More people are turning to social media to catch up on the news, despite increasing amounts of misinformation and disinformation found on social media platforms, particularly related to COVID-19. And yet new data from the Development Engagement Lab shows that the majority of the public are extremely distrustful of social media when they’re looking for COVID-19 news and information. So who do the public trust? How can social media-dependent aid organisations cut through the noise?
Last year, OfCom’s annual News Consumption Survey reported an increase in the number of UK residents turning to social media for news. Among the general population, 49% reported using social media for news, compared to 44% in 2018. The survey showed a corresponding tilt among those getting their news from TV: from 79% to 74%. When you cut the data by age, the shift to social media as a source of news becomes primarily generational: 75% of 16-24 year olds report receiving most of their news from social media.
At the same time, misinformation and disinformation continue to flourish online, primarily on social media, through the use of fake news stories from ostensibly reputable sites as well as “deep fake” videos, which a new report from the Overseas Development Institute says could be ‘the most serious artificial intelligence threat’ to face the news ecosystem. Meanwhile, COVID-19 has brought the reality of dis- and misinformation into stark relief, as quack cures and conspiracies proliferate social media, potentially undermining public health and putting lives at risk.
It sounds like the B-plot for a pandemic film: The public increasingly rely on social media for news, just as news on social media becomes not only unreliable, but downright sinister. Meanwhile, aid organisations’ social media appeals and campaigns are in full swing, and because of the pandemic, social media, will remain an essential channel for reaching current and potential supporters. What impact will the vast amounts of mis- and disinformation on social media have on these efforts? Are the public still receptive to non-COVID-related content? Or are charity appeals swept into the category of “fake news”, in the public’s view?
The Development Engagement Lab has uncovered an encouraging, albeit curious trend in media consumption and public trust. When asked to rank sources of COVID-19 news, an overwhelming majority of respondents in Great Britain, the United States and Germany say news from social media cannot be trusted. Not by a long shot.
Across all three countries surveyed, social media scored dead last for trustworthiness. In Great Britain, only 6% said they trusted social media for COVID-19 news. The nearest rival in sketchiness is Prime Minister Boris Johnson, whom only 31% of the public said could be trusted to convey reliable information about COVID-19. By comparison, TV garnered much more trust - across the three countries surveyed, the 39% of the public said they felt they could safely rely on TV for news and information about COVID-19.

(Region pointing data)

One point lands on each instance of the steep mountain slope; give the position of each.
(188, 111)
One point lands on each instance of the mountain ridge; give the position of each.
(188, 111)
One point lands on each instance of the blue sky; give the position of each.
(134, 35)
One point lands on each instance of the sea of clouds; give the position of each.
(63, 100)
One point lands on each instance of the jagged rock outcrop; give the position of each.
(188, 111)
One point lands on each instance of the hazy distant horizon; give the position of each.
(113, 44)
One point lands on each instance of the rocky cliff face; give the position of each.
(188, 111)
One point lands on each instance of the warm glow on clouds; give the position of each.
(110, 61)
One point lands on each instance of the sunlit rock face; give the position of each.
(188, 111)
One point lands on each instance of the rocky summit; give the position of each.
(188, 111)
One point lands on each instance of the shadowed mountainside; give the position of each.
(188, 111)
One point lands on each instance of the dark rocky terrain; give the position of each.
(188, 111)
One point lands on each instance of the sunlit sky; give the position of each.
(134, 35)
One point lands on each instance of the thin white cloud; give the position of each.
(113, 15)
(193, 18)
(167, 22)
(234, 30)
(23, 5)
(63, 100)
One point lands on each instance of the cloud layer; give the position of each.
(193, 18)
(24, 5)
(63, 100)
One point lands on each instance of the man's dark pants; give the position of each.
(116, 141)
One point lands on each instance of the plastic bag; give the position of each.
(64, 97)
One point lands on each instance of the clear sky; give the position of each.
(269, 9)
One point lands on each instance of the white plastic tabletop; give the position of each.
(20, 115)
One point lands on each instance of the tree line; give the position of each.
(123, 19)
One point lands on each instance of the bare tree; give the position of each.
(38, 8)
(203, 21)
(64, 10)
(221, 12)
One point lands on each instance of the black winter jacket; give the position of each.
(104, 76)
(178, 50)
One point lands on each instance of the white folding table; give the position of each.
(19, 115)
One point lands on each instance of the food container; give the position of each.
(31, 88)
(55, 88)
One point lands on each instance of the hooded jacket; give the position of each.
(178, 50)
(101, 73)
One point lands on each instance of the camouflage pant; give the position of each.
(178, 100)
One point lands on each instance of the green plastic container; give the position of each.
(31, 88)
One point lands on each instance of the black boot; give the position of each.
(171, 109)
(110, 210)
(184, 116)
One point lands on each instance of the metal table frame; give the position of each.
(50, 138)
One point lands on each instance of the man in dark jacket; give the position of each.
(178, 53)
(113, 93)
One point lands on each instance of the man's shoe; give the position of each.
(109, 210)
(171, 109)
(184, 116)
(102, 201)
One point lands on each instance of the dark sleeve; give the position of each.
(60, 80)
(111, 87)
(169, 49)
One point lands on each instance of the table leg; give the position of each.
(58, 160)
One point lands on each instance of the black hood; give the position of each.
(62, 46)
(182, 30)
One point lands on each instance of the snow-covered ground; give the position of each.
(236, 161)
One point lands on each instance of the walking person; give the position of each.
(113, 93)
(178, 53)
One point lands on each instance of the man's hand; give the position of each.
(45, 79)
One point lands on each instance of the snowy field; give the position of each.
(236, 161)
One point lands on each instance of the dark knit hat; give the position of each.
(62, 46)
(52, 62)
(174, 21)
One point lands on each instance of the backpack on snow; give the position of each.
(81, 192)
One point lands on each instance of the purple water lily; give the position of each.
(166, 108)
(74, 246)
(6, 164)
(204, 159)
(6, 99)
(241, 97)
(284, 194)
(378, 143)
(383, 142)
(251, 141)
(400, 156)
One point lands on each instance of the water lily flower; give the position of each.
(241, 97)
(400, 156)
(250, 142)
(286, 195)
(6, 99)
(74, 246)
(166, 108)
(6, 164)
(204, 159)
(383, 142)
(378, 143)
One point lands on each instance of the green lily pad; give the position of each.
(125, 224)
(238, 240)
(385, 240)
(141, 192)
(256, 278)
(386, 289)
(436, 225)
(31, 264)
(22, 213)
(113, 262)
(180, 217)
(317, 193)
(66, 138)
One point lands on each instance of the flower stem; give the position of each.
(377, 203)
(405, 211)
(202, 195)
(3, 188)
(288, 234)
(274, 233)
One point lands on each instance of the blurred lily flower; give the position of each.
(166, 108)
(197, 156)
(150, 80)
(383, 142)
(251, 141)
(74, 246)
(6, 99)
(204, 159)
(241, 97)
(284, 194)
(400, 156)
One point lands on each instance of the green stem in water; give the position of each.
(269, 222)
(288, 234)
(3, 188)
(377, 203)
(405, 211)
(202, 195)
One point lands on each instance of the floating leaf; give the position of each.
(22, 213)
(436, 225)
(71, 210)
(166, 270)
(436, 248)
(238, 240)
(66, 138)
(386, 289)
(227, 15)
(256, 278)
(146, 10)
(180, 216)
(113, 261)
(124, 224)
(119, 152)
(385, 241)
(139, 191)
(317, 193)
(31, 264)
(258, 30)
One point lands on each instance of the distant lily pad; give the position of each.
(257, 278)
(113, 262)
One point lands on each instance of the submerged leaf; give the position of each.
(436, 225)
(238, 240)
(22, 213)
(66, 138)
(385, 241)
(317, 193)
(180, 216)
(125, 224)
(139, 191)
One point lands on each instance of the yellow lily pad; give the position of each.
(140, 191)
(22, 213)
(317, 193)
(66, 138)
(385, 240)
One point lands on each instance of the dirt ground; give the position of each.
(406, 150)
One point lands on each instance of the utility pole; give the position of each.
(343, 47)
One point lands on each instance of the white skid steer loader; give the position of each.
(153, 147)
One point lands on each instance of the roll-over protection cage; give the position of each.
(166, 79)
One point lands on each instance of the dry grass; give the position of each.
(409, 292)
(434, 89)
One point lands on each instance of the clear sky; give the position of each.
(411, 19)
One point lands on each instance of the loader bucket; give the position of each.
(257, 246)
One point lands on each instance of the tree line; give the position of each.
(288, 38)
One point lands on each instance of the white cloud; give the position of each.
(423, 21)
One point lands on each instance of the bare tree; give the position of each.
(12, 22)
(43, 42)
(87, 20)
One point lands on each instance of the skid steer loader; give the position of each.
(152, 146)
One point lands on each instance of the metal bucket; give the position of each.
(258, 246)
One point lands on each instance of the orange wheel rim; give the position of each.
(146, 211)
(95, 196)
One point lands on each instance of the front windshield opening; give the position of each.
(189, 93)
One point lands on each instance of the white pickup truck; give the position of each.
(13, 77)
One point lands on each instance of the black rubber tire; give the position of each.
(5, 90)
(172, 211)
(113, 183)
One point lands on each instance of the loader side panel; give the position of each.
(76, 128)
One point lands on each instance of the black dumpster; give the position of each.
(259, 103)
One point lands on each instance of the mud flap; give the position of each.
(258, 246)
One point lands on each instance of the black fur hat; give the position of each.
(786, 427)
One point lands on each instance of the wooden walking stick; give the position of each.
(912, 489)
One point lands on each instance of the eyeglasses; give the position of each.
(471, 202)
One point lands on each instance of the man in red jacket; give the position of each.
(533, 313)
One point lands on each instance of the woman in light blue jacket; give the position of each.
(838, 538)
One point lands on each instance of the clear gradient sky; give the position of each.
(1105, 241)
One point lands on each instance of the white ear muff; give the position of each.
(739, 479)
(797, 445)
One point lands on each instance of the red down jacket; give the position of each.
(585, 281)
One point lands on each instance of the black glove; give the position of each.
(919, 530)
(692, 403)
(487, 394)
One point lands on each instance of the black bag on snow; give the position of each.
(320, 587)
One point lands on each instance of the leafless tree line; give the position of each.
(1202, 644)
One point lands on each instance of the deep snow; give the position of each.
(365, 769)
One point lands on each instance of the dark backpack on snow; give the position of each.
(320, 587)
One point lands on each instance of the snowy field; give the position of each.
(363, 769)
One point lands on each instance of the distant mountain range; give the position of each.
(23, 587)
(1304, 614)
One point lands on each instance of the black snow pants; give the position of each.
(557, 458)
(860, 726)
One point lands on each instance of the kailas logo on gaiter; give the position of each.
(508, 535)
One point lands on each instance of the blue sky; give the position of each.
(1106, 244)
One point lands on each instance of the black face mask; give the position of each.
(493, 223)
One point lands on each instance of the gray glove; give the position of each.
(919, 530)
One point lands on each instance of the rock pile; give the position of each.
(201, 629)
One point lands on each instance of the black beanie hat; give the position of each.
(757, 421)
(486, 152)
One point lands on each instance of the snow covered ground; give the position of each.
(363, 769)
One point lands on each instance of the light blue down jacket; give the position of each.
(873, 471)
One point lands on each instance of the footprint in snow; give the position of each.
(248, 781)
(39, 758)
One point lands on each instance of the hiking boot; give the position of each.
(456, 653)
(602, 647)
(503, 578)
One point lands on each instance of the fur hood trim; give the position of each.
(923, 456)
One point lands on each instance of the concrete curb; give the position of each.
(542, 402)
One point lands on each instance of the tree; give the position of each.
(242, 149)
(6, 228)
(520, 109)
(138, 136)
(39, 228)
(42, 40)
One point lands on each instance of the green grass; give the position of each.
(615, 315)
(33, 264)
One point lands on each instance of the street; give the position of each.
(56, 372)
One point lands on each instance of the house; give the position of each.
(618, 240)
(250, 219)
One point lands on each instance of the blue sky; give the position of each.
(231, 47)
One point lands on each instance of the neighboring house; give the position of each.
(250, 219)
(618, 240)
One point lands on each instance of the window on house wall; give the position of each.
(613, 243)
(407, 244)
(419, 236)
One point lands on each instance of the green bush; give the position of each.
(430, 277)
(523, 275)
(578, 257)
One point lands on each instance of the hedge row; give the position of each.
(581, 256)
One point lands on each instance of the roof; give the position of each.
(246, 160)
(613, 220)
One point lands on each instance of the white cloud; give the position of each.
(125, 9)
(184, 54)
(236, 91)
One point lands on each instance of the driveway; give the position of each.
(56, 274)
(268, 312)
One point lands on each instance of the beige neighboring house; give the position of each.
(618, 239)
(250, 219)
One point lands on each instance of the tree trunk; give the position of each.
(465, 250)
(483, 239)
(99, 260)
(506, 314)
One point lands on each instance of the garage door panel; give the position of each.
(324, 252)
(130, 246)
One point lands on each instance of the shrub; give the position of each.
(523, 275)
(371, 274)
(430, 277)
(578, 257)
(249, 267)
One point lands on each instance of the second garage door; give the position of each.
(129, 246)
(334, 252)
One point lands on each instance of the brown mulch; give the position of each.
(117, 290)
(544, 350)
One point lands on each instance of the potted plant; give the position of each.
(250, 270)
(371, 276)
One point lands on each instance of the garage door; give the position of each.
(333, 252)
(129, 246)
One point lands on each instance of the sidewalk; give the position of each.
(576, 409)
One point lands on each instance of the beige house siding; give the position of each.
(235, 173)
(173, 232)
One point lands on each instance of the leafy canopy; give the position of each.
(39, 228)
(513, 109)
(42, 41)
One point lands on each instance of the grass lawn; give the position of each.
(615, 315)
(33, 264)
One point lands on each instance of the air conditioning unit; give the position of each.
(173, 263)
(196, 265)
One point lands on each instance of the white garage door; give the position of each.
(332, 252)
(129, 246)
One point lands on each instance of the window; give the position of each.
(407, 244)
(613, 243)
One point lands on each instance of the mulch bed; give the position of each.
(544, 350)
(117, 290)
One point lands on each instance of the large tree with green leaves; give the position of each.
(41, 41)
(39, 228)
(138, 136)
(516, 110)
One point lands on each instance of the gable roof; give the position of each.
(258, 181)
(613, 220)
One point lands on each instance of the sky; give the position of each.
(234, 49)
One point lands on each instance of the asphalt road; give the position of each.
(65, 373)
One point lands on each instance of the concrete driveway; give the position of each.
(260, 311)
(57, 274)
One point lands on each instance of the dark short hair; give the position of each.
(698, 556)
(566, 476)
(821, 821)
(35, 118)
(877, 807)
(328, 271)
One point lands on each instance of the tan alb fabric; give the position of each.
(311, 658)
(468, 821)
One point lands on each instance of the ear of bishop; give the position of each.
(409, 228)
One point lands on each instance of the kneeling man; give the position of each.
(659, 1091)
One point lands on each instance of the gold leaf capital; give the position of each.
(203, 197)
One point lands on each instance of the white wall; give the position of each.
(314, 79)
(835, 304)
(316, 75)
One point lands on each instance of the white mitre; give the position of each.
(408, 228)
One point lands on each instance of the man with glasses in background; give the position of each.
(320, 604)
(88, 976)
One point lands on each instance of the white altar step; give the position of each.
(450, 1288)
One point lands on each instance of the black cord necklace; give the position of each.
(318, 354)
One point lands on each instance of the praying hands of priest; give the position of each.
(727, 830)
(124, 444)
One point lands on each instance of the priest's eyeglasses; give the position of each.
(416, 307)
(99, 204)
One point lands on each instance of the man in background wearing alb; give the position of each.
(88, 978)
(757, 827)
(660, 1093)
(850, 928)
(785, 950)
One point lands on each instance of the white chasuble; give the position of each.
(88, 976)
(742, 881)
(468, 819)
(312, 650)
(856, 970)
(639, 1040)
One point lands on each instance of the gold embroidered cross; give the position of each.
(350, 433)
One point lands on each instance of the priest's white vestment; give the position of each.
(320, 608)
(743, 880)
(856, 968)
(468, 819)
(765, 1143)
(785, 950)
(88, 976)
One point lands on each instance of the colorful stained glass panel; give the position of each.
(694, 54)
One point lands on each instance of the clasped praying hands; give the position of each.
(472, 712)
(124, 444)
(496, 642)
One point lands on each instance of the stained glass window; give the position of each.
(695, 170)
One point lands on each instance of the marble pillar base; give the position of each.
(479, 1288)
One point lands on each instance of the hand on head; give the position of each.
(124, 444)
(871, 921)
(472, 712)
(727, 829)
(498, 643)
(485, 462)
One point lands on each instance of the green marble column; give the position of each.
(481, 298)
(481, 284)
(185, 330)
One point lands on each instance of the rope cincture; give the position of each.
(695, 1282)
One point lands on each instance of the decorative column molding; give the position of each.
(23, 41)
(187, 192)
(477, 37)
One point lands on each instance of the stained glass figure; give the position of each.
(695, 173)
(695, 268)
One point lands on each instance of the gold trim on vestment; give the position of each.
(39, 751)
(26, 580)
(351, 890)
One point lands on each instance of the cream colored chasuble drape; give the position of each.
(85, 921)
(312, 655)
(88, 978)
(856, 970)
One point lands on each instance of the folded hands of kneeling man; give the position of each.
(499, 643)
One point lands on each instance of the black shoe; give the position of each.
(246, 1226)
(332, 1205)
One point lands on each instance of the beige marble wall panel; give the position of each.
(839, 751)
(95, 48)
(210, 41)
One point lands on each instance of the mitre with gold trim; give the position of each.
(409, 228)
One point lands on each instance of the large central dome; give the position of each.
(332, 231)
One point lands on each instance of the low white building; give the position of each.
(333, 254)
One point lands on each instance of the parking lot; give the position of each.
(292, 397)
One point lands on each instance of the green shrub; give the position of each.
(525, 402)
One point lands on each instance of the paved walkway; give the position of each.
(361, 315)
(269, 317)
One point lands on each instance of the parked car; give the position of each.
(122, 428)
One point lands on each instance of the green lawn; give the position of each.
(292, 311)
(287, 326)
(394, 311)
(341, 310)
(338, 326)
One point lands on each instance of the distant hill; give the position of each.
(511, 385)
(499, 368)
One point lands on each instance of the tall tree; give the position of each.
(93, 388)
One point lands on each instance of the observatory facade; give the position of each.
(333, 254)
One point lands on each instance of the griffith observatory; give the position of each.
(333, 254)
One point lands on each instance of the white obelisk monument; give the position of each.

*EXPLORE THE MATERIAL*
a) Reproduce the part of the article on social media and COVID-19 news between "At the same" and "lives at risk.", inclusive.
b) According to the article on social media and COVID-19 news, what percentage of 16-24 year olds report receiving most of their news from social media?
c) Continue the article on social media and COVID-19 news from the point where it stops.

*WRITTEN ANSWERS*
a)
At the same time, misinformation and disinformation continue to flourish online, primarily on social media, through the use of fake news stories from ostensibly reputable sites as well as “deep fake” videos, which a new report from the Overseas Development Institute says could be ‘the most serious artificial intelligence threat’ to face the news ecosystem. Meanwhile, COVID-19 has brought the reality of dis- and misinformation into stark relief, as quack cures and conspiracies proliferate social media, potentially undermining public health and putting lives at risk.

b) 75%

c)
An honest politician
The British Prime minister isn’t the only politician at the bottom of the list of trusted COVID-19 information sources. In the United States, only 34% of respondents said they trust President Donald Trump for reliable information about the pandemic, narrowly defeating the US government more broadly. Have we entered a ‘post-trust’ era of politics, in which a dishonest or inept politician conditions his base to accept a lack of integrity, or even embrace it as a form of innate, ‘hunch’-based wisdom?
Possibly, though Angela Merkel, Germany’s politically progressive chancellor, received only a middling trust assessment, when it comes to information related to the COVID-19 pandemic.
Who do the public trust?
Across the board, respondents ranked public health organizations, followed closely by the World Health Organization, among the top three most trustworthy sources of information about COVID-19. Even in the U.S. the WHO ranked third, after public health organizations and local health officials. This is despite the president’s repeated claims of WHO incompetence and bias, and despite his capricious support for state-run and local health organizations.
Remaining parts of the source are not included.